= Exercise directions =
Reproduce the records that follow in full, excluding any picture they contain.

═══ Listed entries ═══

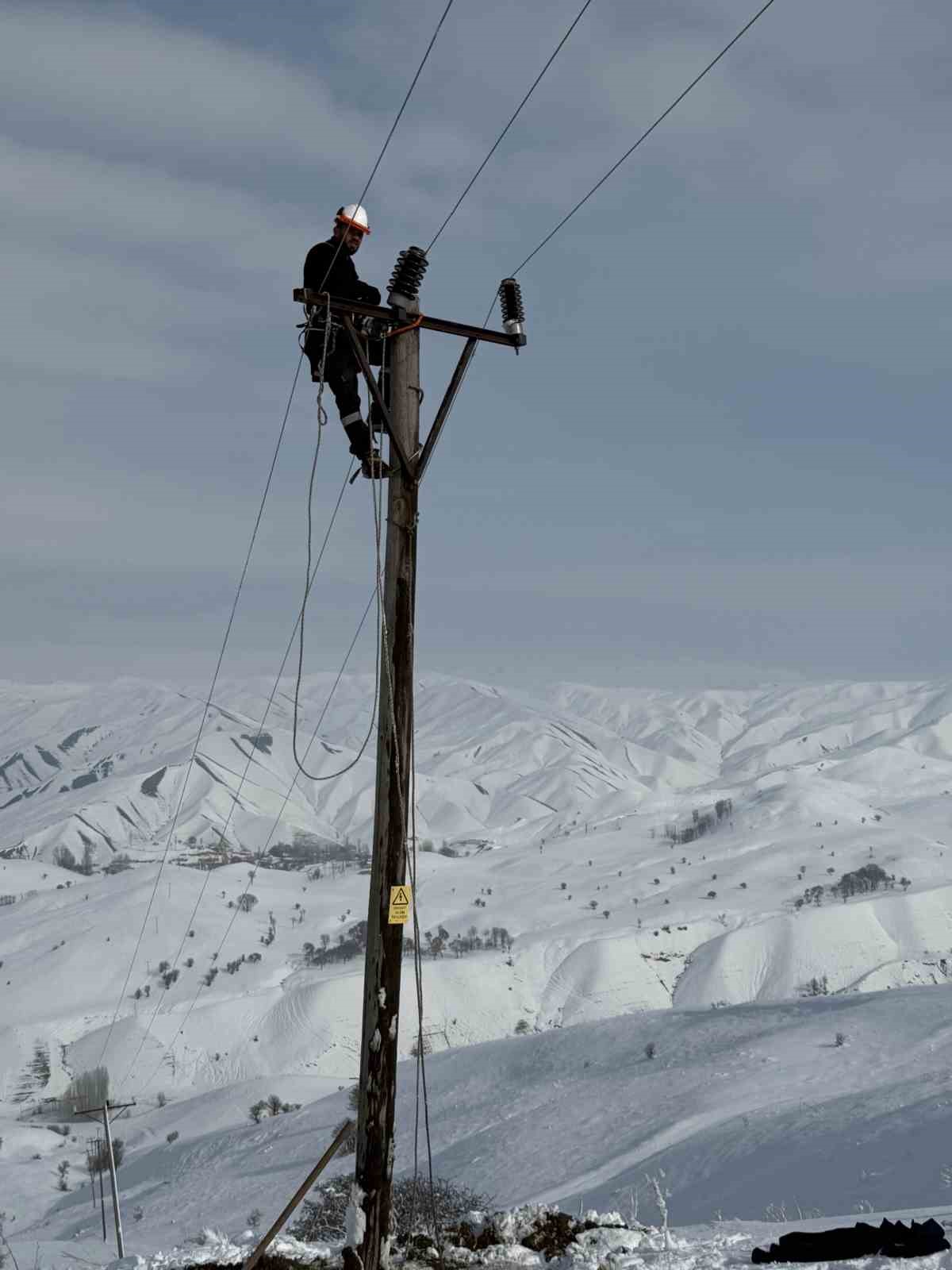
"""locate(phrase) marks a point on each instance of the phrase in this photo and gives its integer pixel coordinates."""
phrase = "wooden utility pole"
(105, 1110)
(393, 813)
(391, 826)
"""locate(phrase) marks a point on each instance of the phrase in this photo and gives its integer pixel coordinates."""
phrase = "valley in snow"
(570, 933)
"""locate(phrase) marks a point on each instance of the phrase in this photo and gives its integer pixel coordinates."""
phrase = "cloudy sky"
(724, 456)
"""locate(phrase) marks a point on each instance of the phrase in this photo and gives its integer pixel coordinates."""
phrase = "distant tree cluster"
(272, 1105)
(701, 823)
(86, 1090)
(65, 859)
(308, 849)
(348, 945)
(861, 882)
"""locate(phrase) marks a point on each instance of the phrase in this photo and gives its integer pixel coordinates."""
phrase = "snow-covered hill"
(568, 910)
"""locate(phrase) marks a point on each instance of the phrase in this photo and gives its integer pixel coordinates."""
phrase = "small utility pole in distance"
(391, 823)
(105, 1110)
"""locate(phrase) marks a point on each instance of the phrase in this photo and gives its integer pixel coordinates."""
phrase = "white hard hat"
(353, 215)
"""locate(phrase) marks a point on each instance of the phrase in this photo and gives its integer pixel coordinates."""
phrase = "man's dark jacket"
(342, 279)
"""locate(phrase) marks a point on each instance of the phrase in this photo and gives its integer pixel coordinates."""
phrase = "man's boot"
(361, 446)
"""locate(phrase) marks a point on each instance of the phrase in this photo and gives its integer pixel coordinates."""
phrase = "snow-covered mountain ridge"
(103, 766)
(554, 812)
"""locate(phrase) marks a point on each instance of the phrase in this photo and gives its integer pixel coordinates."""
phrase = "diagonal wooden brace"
(408, 465)
(446, 406)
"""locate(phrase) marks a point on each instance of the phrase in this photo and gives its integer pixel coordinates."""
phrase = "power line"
(260, 511)
(512, 121)
(207, 706)
(378, 518)
(393, 130)
(644, 137)
(248, 768)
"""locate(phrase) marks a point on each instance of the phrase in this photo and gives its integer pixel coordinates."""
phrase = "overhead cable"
(378, 510)
(512, 121)
(248, 558)
(393, 130)
(221, 832)
(643, 137)
(207, 706)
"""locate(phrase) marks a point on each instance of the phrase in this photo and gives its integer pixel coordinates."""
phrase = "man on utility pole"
(390, 899)
(329, 267)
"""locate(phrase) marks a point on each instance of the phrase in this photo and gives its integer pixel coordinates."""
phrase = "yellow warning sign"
(400, 901)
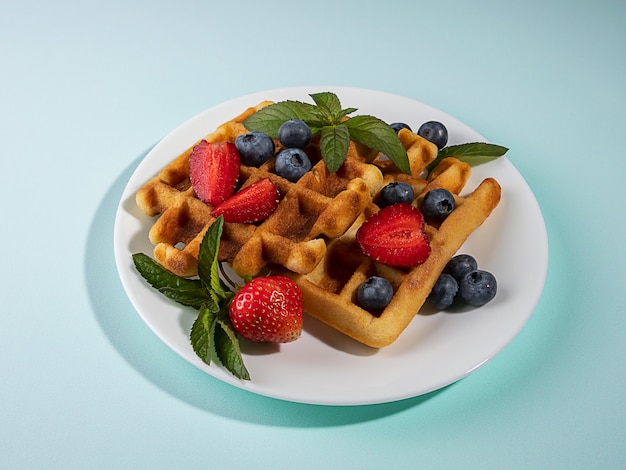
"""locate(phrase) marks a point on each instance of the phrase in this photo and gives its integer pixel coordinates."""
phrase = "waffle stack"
(320, 206)
(330, 290)
(311, 236)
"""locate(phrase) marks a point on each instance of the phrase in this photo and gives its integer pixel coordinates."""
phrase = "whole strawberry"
(268, 309)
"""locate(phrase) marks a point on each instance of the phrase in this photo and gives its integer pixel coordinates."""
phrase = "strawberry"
(268, 309)
(213, 171)
(395, 236)
(252, 204)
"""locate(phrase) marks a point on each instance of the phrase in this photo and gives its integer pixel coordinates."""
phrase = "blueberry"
(435, 132)
(444, 292)
(396, 126)
(255, 148)
(478, 287)
(374, 294)
(437, 204)
(396, 192)
(294, 134)
(460, 265)
(292, 163)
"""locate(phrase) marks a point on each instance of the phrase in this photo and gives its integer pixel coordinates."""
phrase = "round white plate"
(323, 366)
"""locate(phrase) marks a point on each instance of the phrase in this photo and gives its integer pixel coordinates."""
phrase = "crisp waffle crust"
(311, 236)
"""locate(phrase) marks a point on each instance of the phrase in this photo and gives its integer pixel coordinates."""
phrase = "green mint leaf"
(227, 348)
(208, 264)
(473, 153)
(270, 118)
(200, 336)
(334, 143)
(189, 292)
(377, 134)
(330, 106)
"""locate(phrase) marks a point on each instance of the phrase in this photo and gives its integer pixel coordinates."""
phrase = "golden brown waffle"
(311, 236)
(320, 206)
(330, 290)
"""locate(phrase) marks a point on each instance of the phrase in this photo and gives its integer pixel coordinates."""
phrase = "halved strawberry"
(213, 171)
(251, 204)
(268, 310)
(395, 236)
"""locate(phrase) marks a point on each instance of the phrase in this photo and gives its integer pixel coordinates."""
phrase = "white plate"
(323, 366)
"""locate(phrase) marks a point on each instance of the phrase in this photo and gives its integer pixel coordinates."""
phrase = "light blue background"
(88, 87)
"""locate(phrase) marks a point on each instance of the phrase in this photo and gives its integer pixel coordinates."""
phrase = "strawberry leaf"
(377, 134)
(189, 292)
(334, 143)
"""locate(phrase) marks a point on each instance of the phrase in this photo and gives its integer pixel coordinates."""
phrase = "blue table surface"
(87, 88)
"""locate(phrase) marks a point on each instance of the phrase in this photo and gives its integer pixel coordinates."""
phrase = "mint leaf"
(473, 153)
(227, 348)
(325, 113)
(213, 336)
(334, 143)
(189, 292)
(270, 118)
(377, 134)
(200, 335)
(208, 263)
(329, 104)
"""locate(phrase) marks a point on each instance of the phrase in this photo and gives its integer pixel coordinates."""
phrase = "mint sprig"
(473, 153)
(212, 335)
(326, 117)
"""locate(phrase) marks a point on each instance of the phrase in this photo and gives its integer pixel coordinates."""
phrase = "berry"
(294, 133)
(292, 163)
(395, 236)
(396, 126)
(437, 204)
(478, 287)
(435, 132)
(396, 192)
(268, 310)
(374, 294)
(255, 148)
(213, 171)
(444, 292)
(252, 204)
(460, 265)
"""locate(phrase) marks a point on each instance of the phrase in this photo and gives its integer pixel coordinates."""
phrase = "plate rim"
(122, 257)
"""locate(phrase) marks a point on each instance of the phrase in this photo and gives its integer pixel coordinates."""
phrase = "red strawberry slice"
(395, 236)
(268, 310)
(252, 204)
(213, 171)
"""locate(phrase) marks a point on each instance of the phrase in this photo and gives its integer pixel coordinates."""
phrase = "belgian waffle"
(330, 290)
(311, 236)
(320, 206)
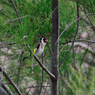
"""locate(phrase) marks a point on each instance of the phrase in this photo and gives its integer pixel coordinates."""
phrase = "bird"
(39, 48)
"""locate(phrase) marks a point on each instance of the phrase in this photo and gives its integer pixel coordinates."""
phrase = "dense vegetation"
(24, 22)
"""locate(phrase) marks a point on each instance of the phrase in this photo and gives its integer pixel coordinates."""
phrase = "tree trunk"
(54, 47)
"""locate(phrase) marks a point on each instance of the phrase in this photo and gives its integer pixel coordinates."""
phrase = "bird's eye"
(44, 39)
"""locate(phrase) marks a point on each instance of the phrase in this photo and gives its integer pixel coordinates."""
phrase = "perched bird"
(38, 50)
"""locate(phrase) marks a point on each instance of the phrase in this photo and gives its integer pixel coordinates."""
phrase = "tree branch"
(15, 10)
(12, 83)
(44, 68)
(74, 37)
(73, 23)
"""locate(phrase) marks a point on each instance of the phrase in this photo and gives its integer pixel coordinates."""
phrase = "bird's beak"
(46, 41)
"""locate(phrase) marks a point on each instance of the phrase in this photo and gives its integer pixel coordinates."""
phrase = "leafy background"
(77, 72)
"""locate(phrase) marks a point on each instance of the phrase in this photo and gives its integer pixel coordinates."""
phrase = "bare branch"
(17, 18)
(15, 10)
(12, 83)
(19, 67)
(42, 66)
(71, 24)
(74, 37)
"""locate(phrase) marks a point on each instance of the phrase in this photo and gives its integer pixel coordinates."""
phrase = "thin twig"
(19, 67)
(71, 24)
(18, 18)
(12, 83)
(74, 37)
(15, 10)
(42, 74)
(42, 66)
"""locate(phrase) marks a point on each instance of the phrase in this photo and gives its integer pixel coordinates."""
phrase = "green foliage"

═══

= Worked solution =
"""locate(phrase) marks a point on each instance of the phrase in this photo and gives its integer pixel coordinates."""
phrase = "wooden utility pole"
(105, 1110)
(393, 813)
(391, 826)
"""locate(phrase) marks a point on each instance of the phrase in this photo and gives its integer pixel coordinates."""
phrase = "valley in snow"
(570, 933)
"""locate(phrase) marks a point on each instance of the phrase in this photo and gives its integer pixel coordinates."""
phrase = "cloudy sky"
(724, 456)
"""locate(phrase) marks a point on each instance of the phrase in this photo and gives its integer pixel coordinates."""
phrase = "distant tree cluster"
(272, 1105)
(701, 823)
(86, 1090)
(65, 859)
(308, 849)
(348, 945)
(861, 882)
"""locate(phrase) marks a point on each instance of the phrase in this photo and gives its integer pixel coordinates."""
phrase = "snow-covered hill"
(568, 910)
"""locate(phrase) marks a point on each instance of the phrase in this photo and gives its integer pixel coordinates."""
phrase = "small utility pole in distance"
(391, 823)
(105, 1110)
"""locate(phrase) marks a point on each instance of the phrase in this photo and gives its integer pixel coordinates."""
phrase = "white hard hat"
(353, 215)
"""locate(phrase) marks a point on each instance of the phrase in this photo and gives its integer pixel coordinates."""
phrase = "man's dark jacket"
(342, 279)
"""locate(phrase) marks a point on each instance of the phrase in this photo and gives its integer pixel coordinates."""
phrase = "man's boot"
(361, 446)
"""locate(phrase) marks a point on each instance of the phrase in this photo and gives its integer pixel coordinates."""
phrase = "snow-covered mountain ridge"
(103, 766)
(554, 812)
"""locate(phrase) marks a point on each instance of the phrase in this photo and gives its integer pixel coordinates."""
phrase = "diagonal wooden brace"
(408, 465)
(446, 406)
"""locate(phrase) marks a point on each instance of the phrase in this photo and gives its integer pixel coordinates."""
phrase = "power line"
(260, 511)
(512, 121)
(207, 706)
(378, 518)
(393, 130)
(644, 137)
(248, 768)
"""locate(phrase) marks a point on each instance of the phrase in this photo and gives its integer pixel coordinates."""
phrase = "overhead cable"
(378, 510)
(512, 121)
(248, 558)
(393, 130)
(221, 832)
(643, 137)
(207, 706)
"""locate(phrase) marks a point on each instance of the phrase in this photo and gives its integer pixel coordinates."""
phrase = "man on utility pole"
(390, 899)
(329, 267)
"""locate(phrase) marks a point on each instance of the phrase in this photo and gives its integer pixel coordinates."""
phrase = "yellow warning sign"
(400, 901)
"""locate(phrase) marks a point on each instance of the phrase in this photo and gives its integer pixel coordinates."""
phrase = "waffle stack"
(320, 206)
(330, 290)
(311, 236)
"""locate(phrase) marks a point on each instance of the phrase in this photo and gives its integer pixel coordinates."""
phrase = "whole strawberry"
(268, 309)
"""locate(phrase) marks a point on each instance of the phrase in this photo and gives its integer pixel coordinates."""
phrase = "strawberry"
(268, 309)
(213, 171)
(395, 236)
(252, 204)
"""locate(phrase) marks a point on each instance of the phrase in this photo and gives its integer pixel coordinates."""
phrase = "blueberry"
(435, 132)
(444, 292)
(396, 126)
(255, 148)
(478, 287)
(374, 294)
(437, 204)
(396, 192)
(294, 134)
(460, 265)
(292, 163)
"""locate(phrase) marks a point on each instance of the phrase in this photo and gives its integer pixel coordinates."""
phrase = "round white plate"
(323, 366)
"""locate(phrase) marks a point on each instance of the phrase in this photo and gives its integer pixel coordinates."""
phrase = "crisp waffle crust"
(311, 236)
"""locate(phrase) marks a point on each instance of the phrase in this photo and gives its integer pixel coordinates."""
phrase = "green mint leaf"
(227, 348)
(208, 264)
(473, 153)
(270, 118)
(200, 336)
(334, 143)
(189, 292)
(377, 134)
(330, 106)
"""locate(phrase) marks a point on each instance of the phrase in this photo and gives its integer pixel coordinates."""
phrase = "golden brown waffle"
(311, 236)
(320, 206)
(330, 290)
"""locate(phrase) marks a point on each instance of the phrase in this photo and gives its integer pixel coordinates."""
phrase = "halved strawberry"
(213, 171)
(251, 204)
(268, 310)
(395, 236)
"""locate(phrase) marks a point on each instance of the phrase in this photo and gives its integer pixel coordinates."""
phrase = "white plate"
(323, 366)
"""locate(phrase) marks a point on each instance of the phrase in this photo and gives its integer pixel coordinates."""
phrase = "light blue background"
(88, 87)
"""locate(phrase) marks a point on each instance of the phrase in this photo and gives its integer pixel coordinates."""
phrase = "strawberry leaf"
(377, 134)
(189, 292)
(334, 143)
"""locate(phrase) marks a point on each instance of the phrase in this photo and gives its integer pixel coordinates."""
phrase = "blue table surface"
(87, 88)
"""locate(phrase) marks a point on each instance of the phrase in this photo and gives its integer pixel coordinates."""
phrase = "mint leaf"
(473, 153)
(227, 348)
(325, 113)
(213, 336)
(334, 143)
(189, 292)
(270, 118)
(377, 134)
(200, 335)
(208, 263)
(329, 104)
"""locate(phrase) marks a point on each instance of the phrase in this photo and gives its integer pixel coordinates."""
phrase = "mint sprig"
(473, 153)
(212, 335)
(326, 117)
"""locate(phrase) marks a point on each instance of the phrase in this photo and gives its integer pixel coordinates."""
phrase = "berry"
(294, 133)
(292, 163)
(395, 236)
(396, 126)
(437, 204)
(478, 287)
(435, 132)
(396, 192)
(268, 310)
(374, 294)
(255, 148)
(213, 171)
(444, 292)
(252, 204)
(460, 265)
"""locate(phrase) marks a point on each instance of the phrase in this photo and gives its integer pixel coordinates."""
phrase = "plate rim"
(122, 257)
"""locate(phrase) marks a point on each instance of the phrase in this photo and gives its integer pixel coordinates."""
phrase = "red strawberry slice"
(395, 236)
(268, 310)
(252, 204)
(213, 171)
"""locate(phrase) marks a point on each instance of the phrase in this photo and gives its integer pixel coordinates."""
phrase = "belgian waffle"
(330, 290)
(311, 236)
(320, 206)
"""locate(phrase) marks a point on each instance of the phrase in this photo and gives its integer pixel coordinates."""
phrase = "bird"
(39, 48)
"""locate(phrase) marks a point on each instance of the phrase in this photo and gives its integer pixel coordinates."""
phrase = "dense vegetation"
(24, 22)
"""locate(phrase) marks a point on each instance of the phrase in this photo and gives its integer pixel coordinates."""
phrase = "tree trunk"
(54, 47)
"""locate(phrase) marks a point on each instance of the phrase in this photo and gives its integer pixel coordinates."""
phrase = "bird's eye"
(44, 39)
"""locate(phrase) marks a point on each instance of the phrase in this photo and gives its integer pixel coordinates."""
phrase = "perched bird"
(38, 50)
"""locate(phrase) marks a point on each instance of the phrase in this photo and gives its integer pixel coordinates."""
phrase = "tree branch"
(15, 10)
(12, 83)
(44, 68)
(74, 37)
(73, 23)
"""locate(phrase) marks a point on each instance of the phrase in this photo and gives its integer pixel coordinates."""
phrase = "bird's beak"
(46, 41)
"""locate(phrase) marks a point on each instance of the phrase in this photo and gives its integer pixel coordinates."""
phrase = "leafy background"
(77, 72)
"""locate(phrase) marks a point on each instance of the phrase in this photo and gives its integer pixel coordinates."""
phrase = "bare branch"
(17, 18)
(15, 10)
(12, 83)
(19, 67)
(42, 66)
(71, 24)
(74, 37)
"""locate(phrase) marks a point on each instance of the phrase in this photo and gives its integer pixel coordinates."""
phrase = "thin twig"
(19, 67)
(71, 24)
(18, 18)
(12, 83)
(74, 37)
(15, 10)
(42, 74)
(42, 66)
"""locate(phrase) marks a point on each instance of the phrase in this photo and gives its integer pixel coordinates."""
phrase = "green foliage"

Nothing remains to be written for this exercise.